VOTRE TÂCHE >> Pouvez-vous mettre à jour les enregistrements ci-dessous en y remplaçant « indicate » par « mark », sans rien modifier d'autre ?

DONNÉES FOURNIES >>
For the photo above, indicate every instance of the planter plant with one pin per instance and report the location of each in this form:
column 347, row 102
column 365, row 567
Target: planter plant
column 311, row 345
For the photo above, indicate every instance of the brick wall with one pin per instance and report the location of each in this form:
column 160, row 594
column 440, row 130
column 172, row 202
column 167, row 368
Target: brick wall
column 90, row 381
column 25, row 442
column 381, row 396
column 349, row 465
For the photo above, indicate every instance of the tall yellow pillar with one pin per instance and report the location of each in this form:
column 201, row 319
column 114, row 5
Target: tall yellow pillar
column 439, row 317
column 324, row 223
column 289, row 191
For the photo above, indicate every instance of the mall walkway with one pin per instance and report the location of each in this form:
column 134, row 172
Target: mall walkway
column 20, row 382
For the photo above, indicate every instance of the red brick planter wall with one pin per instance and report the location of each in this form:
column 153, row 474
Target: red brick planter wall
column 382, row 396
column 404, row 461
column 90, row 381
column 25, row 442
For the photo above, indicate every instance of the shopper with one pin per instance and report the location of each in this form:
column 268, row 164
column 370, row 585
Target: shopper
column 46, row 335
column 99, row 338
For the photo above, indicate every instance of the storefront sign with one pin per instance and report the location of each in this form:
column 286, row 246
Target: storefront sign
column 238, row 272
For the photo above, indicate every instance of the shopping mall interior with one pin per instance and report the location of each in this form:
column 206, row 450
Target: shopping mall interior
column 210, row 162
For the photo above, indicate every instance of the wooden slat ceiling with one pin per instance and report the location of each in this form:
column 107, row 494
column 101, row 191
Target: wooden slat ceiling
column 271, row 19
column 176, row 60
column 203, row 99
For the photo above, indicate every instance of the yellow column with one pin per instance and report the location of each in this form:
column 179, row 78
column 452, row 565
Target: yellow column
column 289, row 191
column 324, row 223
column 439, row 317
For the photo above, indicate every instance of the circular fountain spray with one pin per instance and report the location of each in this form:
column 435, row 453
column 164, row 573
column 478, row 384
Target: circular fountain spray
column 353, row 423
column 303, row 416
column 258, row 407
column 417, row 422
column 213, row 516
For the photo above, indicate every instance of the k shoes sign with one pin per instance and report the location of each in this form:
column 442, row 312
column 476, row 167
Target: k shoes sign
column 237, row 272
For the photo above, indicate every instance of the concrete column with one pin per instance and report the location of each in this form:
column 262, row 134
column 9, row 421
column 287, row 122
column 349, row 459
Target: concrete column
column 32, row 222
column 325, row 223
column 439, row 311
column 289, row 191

RÉPONSE PROPOSÉE >>
For the photo above, mark every instance of the planter plant with one pin per instance and report the location of each in this form:
column 347, row 102
column 365, row 567
Target: planter plant
column 311, row 345
For the photo above, mark every instance of the brick wall with one pin per instance and report the location of each in this form:
column 160, row 594
column 440, row 130
column 172, row 202
column 167, row 368
Target: brick wall
column 90, row 381
column 25, row 442
column 381, row 396
column 349, row 465
For the photo above, mark every instance of the tall yellow pillar with one pin per instance and report the location of each in this form:
column 201, row 319
column 114, row 5
Target: tall yellow pillar
column 439, row 317
column 324, row 223
column 289, row 191
For the photo above, mark every instance of the mall walkway with one pin per instance and report the location of each in this form:
column 134, row 172
Target: mall walkway
column 20, row 382
For the photo above, mark every instance of the red brick planter wall with one pin per instance and report the location of each in this form:
column 153, row 474
Target: red brick planter wall
column 382, row 396
column 404, row 461
column 90, row 381
column 25, row 442
For the photo above, mark every instance of the shopper with one pin per instance and report the location of each in this form:
column 268, row 164
column 370, row 585
Target: shopper
column 46, row 335
column 99, row 338
For the photo above, mark every instance of the storefront sign with one pin per instance and report the location of each in this form:
column 286, row 246
Target: storefront sign
column 238, row 272
For the photo above, mark every instance of the shopping mall interior with one pin per instance and report the location of each in this form:
column 206, row 450
Target: shopping mall interior
column 210, row 162
For the photo above, mark every instance of the wooden slat ceiling with one pin per instance and report the location of each in this form:
column 107, row 494
column 101, row 191
Target: wooden slat ceiling
column 271, row 19
column 176, row 60
column 203, row 99
For the photo above, mark every instance of the yellow column with one pin per instance and report the location of each in this form:
column 179, row 78
column 452, row 565
Target: yellow column
column 289, row 191
column 324, row 223
column 439, row 317
For the photo above, mark every instance of the circular fountain spray with one pin per instance and report the location of each in this form:
column 435, row 453
column 164, row 573
column 478, row 384
Target: circular fountain spray
column 353, row 423
column 303, row 416
column 258, row 407
column 417, row 422
column 213, row 516
For the photo above, mark every instance of the k shoes sign with one pin per instance and report the location of each in this form:
column 442, row 312
column 476, row 167
Target: k shoes sign
column 237, row 272
For the photo above, mark every instance of the concrete column with one pin per instance and report the location of each in this form:
column 262, row 134
column 9, row 421
column 287, row 122
column 349, row 459
Target: concrete column
column 32, row 222
column 325, row 223
column 439, row 311
column 289, row 191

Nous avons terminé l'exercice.